§ Problem:
Count the lines below that contain the string "negative", treating case as significant. Reply with the number only.

■ ■ ■ ■ ■

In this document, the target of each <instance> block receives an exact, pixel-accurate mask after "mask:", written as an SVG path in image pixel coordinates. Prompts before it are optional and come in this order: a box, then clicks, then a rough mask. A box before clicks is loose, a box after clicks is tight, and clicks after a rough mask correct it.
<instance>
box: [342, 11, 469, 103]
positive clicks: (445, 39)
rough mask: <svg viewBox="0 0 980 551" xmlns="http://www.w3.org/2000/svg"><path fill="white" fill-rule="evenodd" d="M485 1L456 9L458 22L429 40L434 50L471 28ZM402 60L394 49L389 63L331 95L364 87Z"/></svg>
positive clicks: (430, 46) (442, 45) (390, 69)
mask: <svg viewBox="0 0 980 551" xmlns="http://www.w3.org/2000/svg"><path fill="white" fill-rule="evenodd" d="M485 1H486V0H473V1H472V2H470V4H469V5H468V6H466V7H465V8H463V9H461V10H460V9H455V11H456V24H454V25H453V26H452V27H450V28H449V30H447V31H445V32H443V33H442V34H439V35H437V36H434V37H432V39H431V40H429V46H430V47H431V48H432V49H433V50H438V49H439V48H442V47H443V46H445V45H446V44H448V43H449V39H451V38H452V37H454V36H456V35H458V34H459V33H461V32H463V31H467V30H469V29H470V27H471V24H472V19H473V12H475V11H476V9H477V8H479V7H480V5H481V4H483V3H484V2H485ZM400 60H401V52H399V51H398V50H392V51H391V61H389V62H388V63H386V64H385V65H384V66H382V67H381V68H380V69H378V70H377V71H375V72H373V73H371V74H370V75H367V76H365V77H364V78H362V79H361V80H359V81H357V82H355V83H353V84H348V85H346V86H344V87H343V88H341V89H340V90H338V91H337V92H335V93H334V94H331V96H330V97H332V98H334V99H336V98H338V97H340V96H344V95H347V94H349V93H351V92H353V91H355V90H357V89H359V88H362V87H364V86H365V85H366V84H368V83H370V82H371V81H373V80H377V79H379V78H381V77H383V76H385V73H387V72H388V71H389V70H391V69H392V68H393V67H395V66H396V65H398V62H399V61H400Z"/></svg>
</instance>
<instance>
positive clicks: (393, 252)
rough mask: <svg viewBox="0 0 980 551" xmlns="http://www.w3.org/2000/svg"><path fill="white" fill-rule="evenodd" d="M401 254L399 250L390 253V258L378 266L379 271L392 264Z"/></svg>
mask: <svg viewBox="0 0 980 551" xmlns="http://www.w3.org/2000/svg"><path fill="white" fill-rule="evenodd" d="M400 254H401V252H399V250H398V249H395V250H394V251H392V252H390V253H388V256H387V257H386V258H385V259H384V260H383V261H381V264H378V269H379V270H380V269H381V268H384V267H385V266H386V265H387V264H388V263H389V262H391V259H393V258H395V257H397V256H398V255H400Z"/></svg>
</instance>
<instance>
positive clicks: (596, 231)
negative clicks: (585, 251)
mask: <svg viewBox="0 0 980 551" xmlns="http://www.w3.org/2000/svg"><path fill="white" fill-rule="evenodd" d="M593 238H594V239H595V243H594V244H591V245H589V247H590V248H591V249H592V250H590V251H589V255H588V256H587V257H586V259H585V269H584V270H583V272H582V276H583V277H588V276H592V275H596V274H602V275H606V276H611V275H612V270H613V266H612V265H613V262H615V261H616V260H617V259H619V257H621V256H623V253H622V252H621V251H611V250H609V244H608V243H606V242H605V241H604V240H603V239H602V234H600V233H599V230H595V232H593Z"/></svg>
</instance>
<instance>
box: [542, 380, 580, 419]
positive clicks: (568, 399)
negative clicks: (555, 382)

■ ■ ■ ■ ■

§ Written response:
2